* Exercise *
From the start of the records through the line holding "Query: white sky", inclusive, give each line as one string in a JSON list, skipping blank lines. Leave the pictures out.

* Provided entries *
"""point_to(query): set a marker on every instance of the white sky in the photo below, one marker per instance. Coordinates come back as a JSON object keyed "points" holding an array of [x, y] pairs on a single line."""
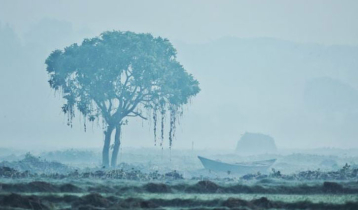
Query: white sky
{"points": [[319, 21], [327, 22]]}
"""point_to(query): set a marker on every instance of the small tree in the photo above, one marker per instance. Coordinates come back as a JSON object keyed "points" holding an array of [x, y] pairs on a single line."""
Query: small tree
{"points": [[119, 75]]}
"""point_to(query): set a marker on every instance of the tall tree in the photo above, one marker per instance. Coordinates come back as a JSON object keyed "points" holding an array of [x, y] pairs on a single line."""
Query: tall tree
{"points": [[119, 75]]}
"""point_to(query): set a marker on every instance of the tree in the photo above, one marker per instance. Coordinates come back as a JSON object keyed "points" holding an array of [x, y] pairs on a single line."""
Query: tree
{"points": [[119, 75]]}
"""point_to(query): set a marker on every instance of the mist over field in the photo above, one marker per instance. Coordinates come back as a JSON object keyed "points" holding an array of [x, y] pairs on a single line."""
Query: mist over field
{"points": [[301, 91], [178, 104]]}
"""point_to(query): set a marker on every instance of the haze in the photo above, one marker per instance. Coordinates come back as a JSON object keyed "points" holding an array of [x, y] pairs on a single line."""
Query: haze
{"points": [[285, 68]]}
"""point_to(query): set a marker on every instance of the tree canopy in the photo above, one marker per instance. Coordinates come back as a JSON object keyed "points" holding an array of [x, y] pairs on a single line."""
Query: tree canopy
{"points": [[119, 75]]}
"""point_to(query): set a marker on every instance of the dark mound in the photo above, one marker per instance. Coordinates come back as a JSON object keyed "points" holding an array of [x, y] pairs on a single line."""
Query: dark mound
{"points": [[203, 187], [157, 188], [92, 200], [332, 187], [70, 188], [24, 202], [41, 187]]}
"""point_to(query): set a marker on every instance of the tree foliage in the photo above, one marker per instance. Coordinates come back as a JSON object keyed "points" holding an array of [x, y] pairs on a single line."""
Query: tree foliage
{"points": [[119, 75]]}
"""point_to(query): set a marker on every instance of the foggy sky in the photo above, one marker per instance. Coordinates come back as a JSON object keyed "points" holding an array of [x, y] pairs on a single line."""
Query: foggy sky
{"points": [[259, 64]]}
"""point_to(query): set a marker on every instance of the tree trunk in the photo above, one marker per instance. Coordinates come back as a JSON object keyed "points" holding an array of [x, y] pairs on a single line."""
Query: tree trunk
{"points": [[107, 143], [117, 143]]}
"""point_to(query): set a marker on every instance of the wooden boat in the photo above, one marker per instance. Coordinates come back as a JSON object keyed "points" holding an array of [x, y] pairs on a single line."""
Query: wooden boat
{"points": [[240, 168]]}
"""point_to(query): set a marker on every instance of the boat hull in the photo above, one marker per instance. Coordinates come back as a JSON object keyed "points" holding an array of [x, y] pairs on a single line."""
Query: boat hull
{"points": [[213, 165]]}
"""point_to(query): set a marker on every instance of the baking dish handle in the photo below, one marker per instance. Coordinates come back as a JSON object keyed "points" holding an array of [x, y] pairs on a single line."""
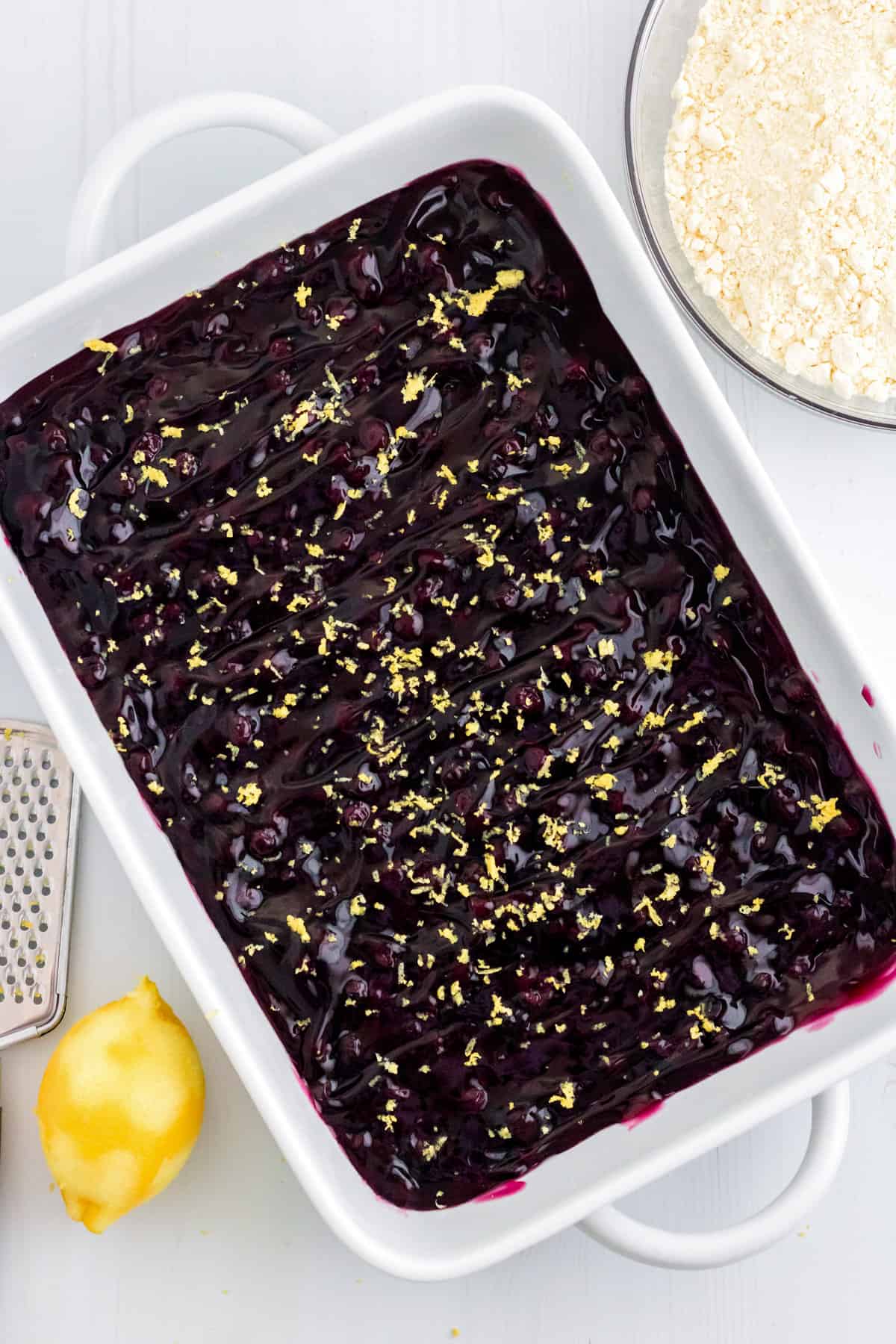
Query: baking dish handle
{"points": [[128, 147], [709, 1250]]}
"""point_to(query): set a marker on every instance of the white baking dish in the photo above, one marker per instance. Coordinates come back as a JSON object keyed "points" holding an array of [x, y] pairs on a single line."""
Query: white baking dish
{"points": [[581, 1183]]}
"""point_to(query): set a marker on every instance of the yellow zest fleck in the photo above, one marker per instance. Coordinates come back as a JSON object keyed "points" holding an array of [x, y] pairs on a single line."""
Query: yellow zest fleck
{"points": [[414, 385], [824, 811], [509, 279], [659, 660], [564, 1095]]}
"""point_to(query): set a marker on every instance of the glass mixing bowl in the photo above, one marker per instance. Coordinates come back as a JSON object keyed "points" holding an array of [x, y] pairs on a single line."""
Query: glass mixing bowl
{"points": [[656, 63]]}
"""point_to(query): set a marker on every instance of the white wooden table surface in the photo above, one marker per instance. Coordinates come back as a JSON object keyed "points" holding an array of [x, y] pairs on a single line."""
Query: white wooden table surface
{"points": [[234, 1246]]}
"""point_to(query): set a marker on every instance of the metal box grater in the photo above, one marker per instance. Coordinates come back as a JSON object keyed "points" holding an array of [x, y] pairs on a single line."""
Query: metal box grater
{"points": [[40, 801]]}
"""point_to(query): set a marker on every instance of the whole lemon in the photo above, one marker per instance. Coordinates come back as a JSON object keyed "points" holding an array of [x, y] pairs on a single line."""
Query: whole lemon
{"points": [[120, 1107]]}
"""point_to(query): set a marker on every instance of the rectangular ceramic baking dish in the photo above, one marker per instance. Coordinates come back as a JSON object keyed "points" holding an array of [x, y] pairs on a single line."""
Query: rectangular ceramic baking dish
{"points": [[581, 1183]]}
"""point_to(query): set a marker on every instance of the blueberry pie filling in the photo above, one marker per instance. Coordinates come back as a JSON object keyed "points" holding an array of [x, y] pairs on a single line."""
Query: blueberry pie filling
{"points": [[469, 725]]}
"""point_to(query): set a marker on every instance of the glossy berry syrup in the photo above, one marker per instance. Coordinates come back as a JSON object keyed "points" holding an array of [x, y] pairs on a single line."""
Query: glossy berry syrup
{"points": [[469, 725]]}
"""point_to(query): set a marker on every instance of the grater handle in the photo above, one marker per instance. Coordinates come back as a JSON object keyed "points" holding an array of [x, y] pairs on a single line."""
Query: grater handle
{"points": [[127, 148], [709, 1250]]}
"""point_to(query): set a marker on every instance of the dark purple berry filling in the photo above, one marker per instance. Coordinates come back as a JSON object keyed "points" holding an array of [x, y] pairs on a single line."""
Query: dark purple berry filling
{"points": [[467, 722]]}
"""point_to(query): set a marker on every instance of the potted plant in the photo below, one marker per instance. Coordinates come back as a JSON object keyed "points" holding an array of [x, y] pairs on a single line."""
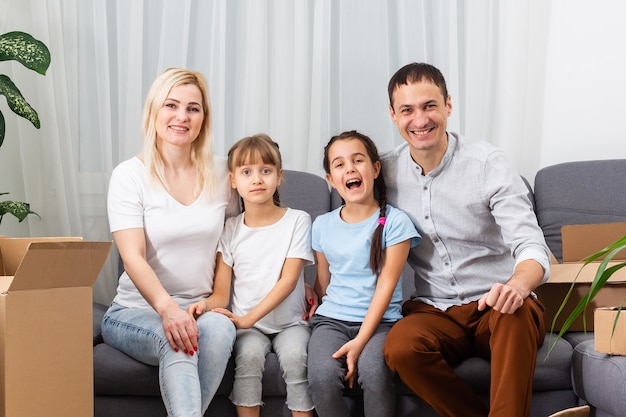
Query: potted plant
{"points": [[34, 55], [602, 275]]}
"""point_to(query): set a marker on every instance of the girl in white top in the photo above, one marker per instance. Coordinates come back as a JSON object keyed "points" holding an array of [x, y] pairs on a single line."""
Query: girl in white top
{"points": [[265, 250], [166, 210]]}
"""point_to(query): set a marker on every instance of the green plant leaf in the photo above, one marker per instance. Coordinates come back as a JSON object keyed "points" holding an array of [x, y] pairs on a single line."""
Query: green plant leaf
{"points": [[16, 208], [17, 102], [2, 128], [22, 47], [602, 275]]}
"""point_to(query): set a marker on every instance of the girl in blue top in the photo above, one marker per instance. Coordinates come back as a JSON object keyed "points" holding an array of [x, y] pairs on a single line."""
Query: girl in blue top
{"points": [[361, 249]]}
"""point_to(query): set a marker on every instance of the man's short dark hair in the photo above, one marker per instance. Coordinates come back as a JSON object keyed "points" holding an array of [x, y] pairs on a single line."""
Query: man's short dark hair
{"points": [[415, 72]]}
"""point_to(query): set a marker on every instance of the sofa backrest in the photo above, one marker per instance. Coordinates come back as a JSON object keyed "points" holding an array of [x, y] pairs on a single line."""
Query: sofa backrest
{"points": [[308, 192], [581, 192], [311, 193]]}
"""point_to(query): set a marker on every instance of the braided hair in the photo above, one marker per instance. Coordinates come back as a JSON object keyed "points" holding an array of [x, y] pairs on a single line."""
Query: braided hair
{"points": [[380, 193]]}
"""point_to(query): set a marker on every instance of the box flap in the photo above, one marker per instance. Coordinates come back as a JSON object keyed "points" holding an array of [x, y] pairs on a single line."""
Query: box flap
{"points": [[582, 240], [60, 264], [13, 249], [567, 272]]}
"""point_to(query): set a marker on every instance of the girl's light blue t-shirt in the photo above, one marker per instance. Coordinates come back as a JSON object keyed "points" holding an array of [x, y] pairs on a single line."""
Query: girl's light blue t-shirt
{"points": [[346, 247]]}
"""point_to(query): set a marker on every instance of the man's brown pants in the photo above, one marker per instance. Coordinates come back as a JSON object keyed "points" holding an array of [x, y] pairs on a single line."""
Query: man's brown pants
{"points": [[424, 346]]}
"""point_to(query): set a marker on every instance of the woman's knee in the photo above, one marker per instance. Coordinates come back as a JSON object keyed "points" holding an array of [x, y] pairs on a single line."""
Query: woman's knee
{"points": [[216, 329]]}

* Correct answer *
[
  "\"\"\"point_to(query): set a marker on every instance of the white sky in the photo below, one marker per instance. Coordinates come back as a JSON object keyed \"points\" holding an array of [x, y] pairs on a single line.\"\"\"",
  "Query: white sky"
]